▶ [Verilen metin]
Bizse annemin sofra kuruşunu izliyorduk. Sen hemen kalktın mutfağa, ona yardım
etmeğe gittin. Bizleri utandırmıştın. Ana; "ya evlat dediğin böyle olur"
demişti.
Babam "bizim Nihat çok zeki ve cesur bir çocuk" derdi bize.
Bir de “efendi çocuk”. Bütün köylüler söylerdi bunu. (Bizim
orada sevilirdi efendi çocuklar. Genelde bu terim saygılı ve şefkatli insanlar
için kullanılır, sözü dinlenilir.)
Mütevazı bir kişiliğin vardı. Büyük iş, küçük iş demez, büyük küçük
ayrımı yapmaz örgütlerdin herkesi. Yoldaşlarına çok bağlıydın. Bir gün yoldaşlarınla
yürürken yoldaşına köpek saldırmış, sen ise yoldaşının üzerine atlamış onu
köpekten korumuştun.

▶ [Verilen görev 1] Nihat'ı anlatan metnin "Bizse annemin sofra" ile başlayıp "kullanılır, sözü dinlenilir.)" ile biten bölümünü yeniden yaz, içindeki "köylüler" sözcüğünü "komşular" olarak değiştir.
▶ [Verilen görev 2] Nihat'ı anlatan metni son cümlesinden sonrasıyla devam ettir.

▶ [Veri kesiti]
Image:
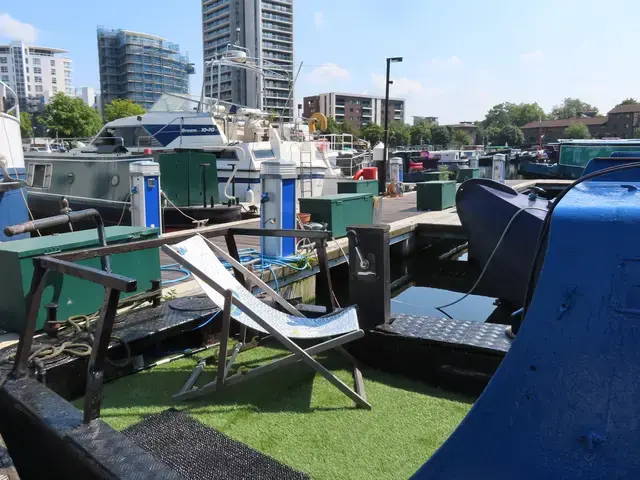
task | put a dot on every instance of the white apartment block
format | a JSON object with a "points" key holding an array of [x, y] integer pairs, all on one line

▶ [Beklenen çıktı 1]
Bizse annemin sofra kuruşunu izliyorduk. Sen hemen kalktın mutfağa, ona yardım
etmeğe gittin. Bizleri utandırmıştın. Ana; "ya evlat dediğin böyle olur"
demişti.
Babam "bizim Nihat çok zeki ve cesur bir çocuk" derdi bize.
Bir de “efendi çocuk”. Bütün komşular söylerdi bunu. (Bizim
orada sevilirdi efendi çocuklar. Genelde bu terim saygılı ve şefkatli insanlar
için kullanılır, sözü dinlenilir.)

▶ [Beklenen çıktı 2]
Her konuşmanda yoldaşlarına, önderine olan bağlılığını ifade eder,
disiplinli yaşamınla bunu gösterirdin bize. Darbeci hainler önderimizi tutsak
aldığında onlara gereken yanıtı vermiş, kavgaya daha da sıkı sarılmıştın.
En son sohbetimiz gerilla yaşamı üzerine olmuştu. Bana, "gerilla
olmak istiyorsan Moskova Önlerinde'yi mutlaka oku.
Bir de Komiser Memo'yu" demişti.
Sonra birgün gideceğini öğrendik. Çok
mutluydu. Gözleri ışıl ışıldı. Kahkahalarınla sevincini anlatıyordun. Belki bir
daha görüşemeyiz deyince kızmıştın. Halbuki ne de çok
alışmıştık sana Dersim'li yiğit. Dostça geldin,
dostça ayrıldın aramızdan. Ayrılırken tutamadı gözyaşlarını, kızlar, ana ve baba.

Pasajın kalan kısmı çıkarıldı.